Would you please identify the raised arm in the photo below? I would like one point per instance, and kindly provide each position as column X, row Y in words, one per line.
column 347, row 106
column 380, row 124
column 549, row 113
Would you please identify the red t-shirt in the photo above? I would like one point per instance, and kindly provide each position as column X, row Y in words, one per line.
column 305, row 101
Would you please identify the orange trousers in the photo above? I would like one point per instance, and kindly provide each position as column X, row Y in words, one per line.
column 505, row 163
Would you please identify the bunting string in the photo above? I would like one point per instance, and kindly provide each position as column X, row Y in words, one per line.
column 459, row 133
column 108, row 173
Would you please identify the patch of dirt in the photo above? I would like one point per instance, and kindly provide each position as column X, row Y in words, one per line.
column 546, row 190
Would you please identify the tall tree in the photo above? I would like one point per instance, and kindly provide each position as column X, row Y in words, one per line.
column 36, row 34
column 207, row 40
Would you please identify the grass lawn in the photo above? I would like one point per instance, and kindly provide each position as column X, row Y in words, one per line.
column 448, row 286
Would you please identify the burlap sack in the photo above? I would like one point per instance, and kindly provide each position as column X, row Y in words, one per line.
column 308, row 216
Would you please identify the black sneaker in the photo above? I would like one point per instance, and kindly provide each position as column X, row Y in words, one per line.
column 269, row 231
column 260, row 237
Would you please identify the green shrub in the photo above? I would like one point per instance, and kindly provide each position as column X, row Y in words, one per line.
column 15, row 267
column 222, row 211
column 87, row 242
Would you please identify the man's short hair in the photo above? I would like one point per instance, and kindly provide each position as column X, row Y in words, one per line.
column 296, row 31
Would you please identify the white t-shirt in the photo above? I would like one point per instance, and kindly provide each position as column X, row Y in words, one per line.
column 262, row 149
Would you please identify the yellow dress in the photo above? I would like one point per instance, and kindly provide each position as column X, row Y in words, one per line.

• • •

**To do:**
Reproduce each entry above. Every word must match.

**Task result:**
Would you please identify the raised arm in the photo below? I would like one point per instance, and kindly provide each position as column X, row Y in words, one per line.
column 347, row 106
column 380, row 124
column 549, row 113
Would you please identify the red t-shirt in the photo above? I would like one point per instance, and kindly provide each position as column X, row Y in words, one per line.
column 305, row 101
Would you please identify the orange trousers in the photo above? I would like one point per instance, and kindly provide each position as column X, row Y in words, one per line.
column 505, row 163
Would you please identify the bunting string in the photo above? I would like one point per instance, and kindly provide each position as column X, row Y in words, one per line.
column 459, row 133
column 108, row 173
Would you please identify the patch of dirt in the photo above? I would like one point per instance, and kindly provide each position as column X, row Y in words, one per line.
column 546, row 190
Would you please identify the tall tree in the photo above? I would like one point per instance, and kindly provide each position as column X, row Y in words, one per line.
column 36, row 34
column 207, row 40
Would you please identify the grass lawn in the photo above? I would like one point per instance, and kindly provide each position as column X, row Y in words, one per line.
column 448, row 286
Would you please identify the burlap sack in the photo above? I would like one point per instance, and kindly provide each position as column X, row Y in words, one per line.
column 308, row 216
Would you please identify the black sneaker in the photo above? I would like one point per instance, and kindly provide each position as column X, row Y in words, one per line.
column 269, row 231
column 260, row 237
Would you please identify the green shrub in the photo above? I would like one point per instance, and kindly provide each position as column X, row Y in words, one per line.
column 15, row 267
column 222, row 211
column 87, row 242
Would you please identify the man's short hair in the photo above? I would like one point per instance, and kindly provide each position as column X, row Y in words, one per line.
column 296, row 31
Would you please identify the white t-shirt in the photo above? I would like one point per instance, and kindly provide each position as column X, row Y in words, one per line.
column 262, row 149
Would you please identify the yellow dress in the photo above? I would like one point per instance, and kindly provide each position as column X, row Y in words, one per line.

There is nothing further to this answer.